--- Kutipan Pilihan ---
____
Dalam konteks itu, industri seluler menjadi salah satu pendukung kuat dalam mengembangkan industri kreatif. Terutama yang menonjol pada saat ini adalah pada subsektor musik; permainan interaktif; serta video, film, dan fotografi.
Short message service (SMS) atau layanan pesan pendek telah banyak dimanfaatkan untuk berbagai keperluan yang mengarah ke ekonomi kreatif. Contohnya berupa iklan secara terbatas, konsultasi manajemen dan medis, motivasi, dan sebagainya.
Layanan yang berpotensi besar adalah ring back tone (RBT) atau nada sambung pribadi. Lagu ''Kenangan Terindah'' milik Samsons selama 2006 diunduh lebih 2,1 juta kali. Secara keseluruhan lagu-lagu pada album ''Naluri Lelaki'' itu diunduh 3 juta kali lebih.
Jika tarifnya berkisar Rp 7.000-Rp 9.000 per sekali unduh, uang yang dikumpulkan bisa sekitar Rp 20 miliar. Penghasilan dari nada sambung pribadi menyumbang hampir 30% pendapatan grup band yang digandrungi para remaja di Tanah Air tersebut.
Games atau permainan juga menjadi salah satu kegemaran para pemilik ponsel. Menjadi peluang bagi para desainer games untuk melayani pasar yang masih terbuka lebar itu. Belum ada data resmi berapa perolehan para operator seluler dari games.
Penerbitan atau buku maya juga potensial dikembangkan memanfaatkan ponsel. Novelis dan penyanyi Dewi ''Dee'' Lestari yang populer lewat novelnya ''Supernova'' sudah meluncurkan novel ''Akar'' dan ''Filosofi Kopi'' melalui layanan ponsel berbasis wireless application protocol (WAP).
____
--- Materi yang Disediakan ---
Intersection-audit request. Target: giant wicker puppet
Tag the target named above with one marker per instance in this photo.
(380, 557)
____
--- Deskripsi Latihan ---
Tolong sambung teks tentang industri seluler dan industri kreatif di atas, dimulai tepat setelah kalimat terakhirnya.

--- Jawaban Tertulis ---
Agar bisa membaca karya tersebut pembeli memang paling tidak harus memiliki ponsel generasi ke-3 (3G) yang bisa mengoperasikan sistem WAP atau general packet radio service (GPRS), standar komunikasi nirkabel yang lebih cepat dari WAP.
Perkembangan teknologi ponsel kini telah memungkinkan masyarakat menikmati tayangan televisi dan internet. Berpijak dari situ seluruh subsektor industri kreatif dapat tercakup oleh layanan seluler. Tinggal bagaimana para operator seluler menangkap dan memanfaatkan peluang itu.
Ke depan, bisa dipastikan industri seluler akan menjadi salah satu penopang utama perkembangan aktivitas ekonomi kreatif. Apalagi jumlah pelanggan seluler hingga pertengahan 2008 sekitar 113,2 juta. Suatu angka yang menggiurkan.

Menggarap Sektor Penyelamat Ekonomi


Krisis global menimbulkan dampak tidak ringan, termasuk di Indonesia. Perekonomian diperkirakan akan melambat dan banyak usaha berguguran. Pemutusan hubungan kerja (PHK) pun tak lagi bisa terhindarkan. Di Jateng, misalnya, saat ini sekitar 7.000 pekerja sudah merasakan pil pahit itu, dirumahkan atau bahkan dilepas oleh perusahaannya. Tahun depan sekitar 3.000 pekerja lagi akan menyusul. Sungguh suatu kenyataan yang amat memprihatinkan dan membutuhkan penanganan serius agar tak muncul gejolak. Dalam situasi sulit seperti yang terjadi pada saat sekarang gejolak sosial gampang muncul dan tersulut.

Pemerintah akan memeta sektor-sektor industri yang terkena dampak krisis global dan berpotensi melakukan PHK. Selanjutnya, mereka diberi insentif berupa fiskal. Pemberian stimulus fiskal itu didasarkan pada pertimbangan kontribusi dalam menyerap tenaga kerja, kinerja ekspor, dan pembayaran Pajak Penghasilan (PPh). Indusri yang sudah mengajukan fasilitas insentif fiskal antara lain industri ban yang 70% produksinya diekspor; usaha mikro, kecil, dan menengah (UMKM); serta sektor pertanian, perikanan, kelautan, dan kehutanan. Selain fiskal, ada upaya pengamanan pasar dan fasilitas trade financing.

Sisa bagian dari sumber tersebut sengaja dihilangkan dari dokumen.